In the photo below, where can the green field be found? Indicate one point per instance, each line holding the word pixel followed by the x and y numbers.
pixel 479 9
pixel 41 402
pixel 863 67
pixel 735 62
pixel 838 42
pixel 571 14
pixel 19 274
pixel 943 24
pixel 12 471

-=-=-=-=-

Every record above is to be restated exactly as it reads.

In the photo below, where can the green field be found? Indicate one point per instance, each line holding the word pixel followed by the x and y numbers.
pixel 479 9
pixel 41 402
pixel 863 67
pixel 735 62
pixel 838 42
pixel 571 14
pixel 19 274
pixel 943 24
pixel 12 471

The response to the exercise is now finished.